• **PROVIDED DATA**:
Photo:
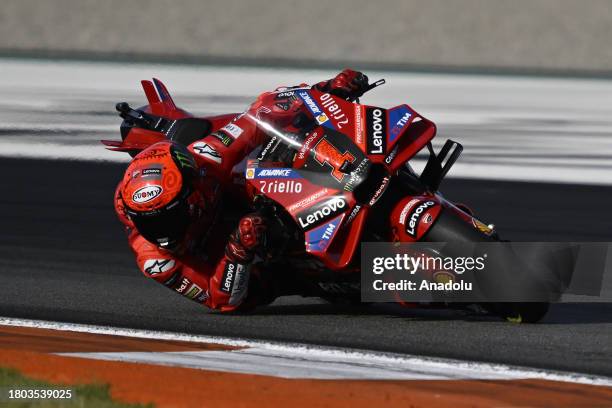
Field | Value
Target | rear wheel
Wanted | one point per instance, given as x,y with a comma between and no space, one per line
449,227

• **REQUIREMENT**: Set down every line of the records above word for word, leaving out the pictures.

• **TASK ANSWER**:
Photo:
Field | Value
Target | rear wheel
Wanted | one point per instance, given as x,y with a comma between and no space, one per line
449,227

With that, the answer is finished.